Named object pointing entries:
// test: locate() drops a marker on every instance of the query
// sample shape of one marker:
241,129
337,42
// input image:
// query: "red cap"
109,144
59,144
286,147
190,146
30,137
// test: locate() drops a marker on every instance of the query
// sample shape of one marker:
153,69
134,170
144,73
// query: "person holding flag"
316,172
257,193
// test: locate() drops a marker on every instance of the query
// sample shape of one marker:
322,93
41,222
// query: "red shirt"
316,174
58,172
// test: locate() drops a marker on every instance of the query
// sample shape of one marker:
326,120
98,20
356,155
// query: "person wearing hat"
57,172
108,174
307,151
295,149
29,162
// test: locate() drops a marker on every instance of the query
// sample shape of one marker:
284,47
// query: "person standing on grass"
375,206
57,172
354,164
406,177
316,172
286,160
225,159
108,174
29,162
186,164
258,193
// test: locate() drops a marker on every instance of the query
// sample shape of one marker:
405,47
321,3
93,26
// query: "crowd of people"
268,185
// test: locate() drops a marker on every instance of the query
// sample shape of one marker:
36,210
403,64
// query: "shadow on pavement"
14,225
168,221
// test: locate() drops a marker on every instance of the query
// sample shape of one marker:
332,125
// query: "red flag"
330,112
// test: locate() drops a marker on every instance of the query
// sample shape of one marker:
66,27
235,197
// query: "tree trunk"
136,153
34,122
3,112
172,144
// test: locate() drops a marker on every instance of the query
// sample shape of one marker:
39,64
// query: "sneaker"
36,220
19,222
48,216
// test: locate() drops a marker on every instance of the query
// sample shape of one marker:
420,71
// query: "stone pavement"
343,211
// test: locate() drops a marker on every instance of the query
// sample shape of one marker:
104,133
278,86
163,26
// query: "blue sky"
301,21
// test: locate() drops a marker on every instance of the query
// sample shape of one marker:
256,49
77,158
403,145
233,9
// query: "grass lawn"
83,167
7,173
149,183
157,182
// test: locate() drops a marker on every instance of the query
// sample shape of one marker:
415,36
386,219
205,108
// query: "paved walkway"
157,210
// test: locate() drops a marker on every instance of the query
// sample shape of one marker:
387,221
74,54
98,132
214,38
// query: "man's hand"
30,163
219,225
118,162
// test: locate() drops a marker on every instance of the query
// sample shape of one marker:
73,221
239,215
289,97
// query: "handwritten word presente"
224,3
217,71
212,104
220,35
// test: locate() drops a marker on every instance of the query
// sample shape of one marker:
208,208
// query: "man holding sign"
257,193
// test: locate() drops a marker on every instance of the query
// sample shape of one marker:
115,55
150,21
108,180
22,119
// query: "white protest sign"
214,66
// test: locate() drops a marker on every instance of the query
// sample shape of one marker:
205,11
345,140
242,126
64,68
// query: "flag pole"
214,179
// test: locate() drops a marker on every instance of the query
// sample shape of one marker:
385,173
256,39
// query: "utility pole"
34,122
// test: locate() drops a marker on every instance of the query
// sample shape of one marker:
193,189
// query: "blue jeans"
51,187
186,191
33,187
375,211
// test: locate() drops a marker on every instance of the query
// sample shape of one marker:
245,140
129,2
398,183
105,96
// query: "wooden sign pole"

TASK PROMPT: Extract all the material, leaving every line as it is.

SOLUTION TO THIS EXERCISE:
// test: locate() drops a marker on every instance of the query
// sample shape of one marker:
241,129
337,42
// input image:
// query: "red cap"
109,144
59,144
286,147
190,146
30,137
// test: locate() drops a marker on every instance of the query
// sample shape of one marker:
153,69
134,170
144,73
// query: "person holding flag"
316,172
257,193
// test: locate() drops a marker on every instance of the query
// sample shape of one marker:
322,93
41,222
// query: "red shirt"
316,174
58,172
// test: locate() drops a marker on every instance of the query
// sample shape of one marker:
326,120
98,20
356,155
// query: "person wearing hat"
57,172
108,174
307,151
295,149
29,162
// test: locate() drops a marker on every instance of the query
// sample shape of one marker:
284,47
// query: "person standing on grass"
375,206
57,172
354,164
406,177
316,172
286,160
225,159
108,174
29,162
186,164
258,193
// test: locate() drops a marker on every instance of the query
// sample shape of one marker:
405,47
321,3
93,26
// query: "crowd of people"
268,185
// test: locate() drops a marker on every instance of the query
// sample shape of one marker:
36,210
403,64
// query: "shadow on pavement"
14,225
168,221
// test: locate() drops a marker on every instance of the query
// sample shape of one marker:
332,125
// query: "red flag"
330,112
// test: locate() drops a marker on every instance of the query
// sample shape of one marker:
66,27
235,197
// query: "tree trunk"
136,153
34,122
3,112
172,144
// test: locate() drops a marker on every instance of the query
// sample shape of one marker:
39,64
// query: "sneaker"
36,220
19,222
48,216
// test: locate() drops a marker on every instance of the query
// sample shape of one marker:
420,71
// query: "stone pavement"
343,211
// test: locate() drops a marker on every instance of the query
// sample shape of one marker:
104,133
278,86
163,26
// query: "blue sky"
301,21
// test: locate() drops a marker on every instance of the query
// sample shape of one marker:
256,49
77,158
403,145
233,9
// query: "grass lawn"
83,167
7,173
149,183
157,182
// test: locate() drops a marker on every instance of the query
// sample shape of one marker:
415,36
386,219
205,108
// query: "paved walkway"
157,210
// test: locate() drops a marker on every instance of the query
// sample shape of one marker:
387,221
74,54
98,132
214,38
// query: "man's hand"
30,163
219,225
118,162
// test: locate() drops a marker on every instance of the query
// sample shape of one marker:
73,221
239,215
289,97
// query: "handwritten word presente"
224,3
217,71
212,104
220,35
// test: locate() drops a marker on every instance of the query
// sample shape of one marker:
208,208
// query: "man holding sign"
257,193
// test: locate() drops a marker on every instance of the query
// sample shape of one marker:
115,55
150,21
108,180
22,119
// query: "white protest sign"
214,66
// test: locate() drops a marker on every instance of the query
// sample shape of one marker:
205,11
345,140
242,126
64,68
// query: "flag pole"
214,179
// test: locate() drops a marker on every instance of the query
// sample shape of one marker:
385,173
256,39
// query: "utility pole"
34,122
// test: locate() drops a marker on every instance of the query
// sample shape of one marker:
193,189
// query: "blue jeans"
51,187
186,191
33,187
375,211
// test: locate() drops a marker on every instance of the query
// sample shape of one marker:
245,140
129,2
398,183
105,96
// query: "wooden sign pole"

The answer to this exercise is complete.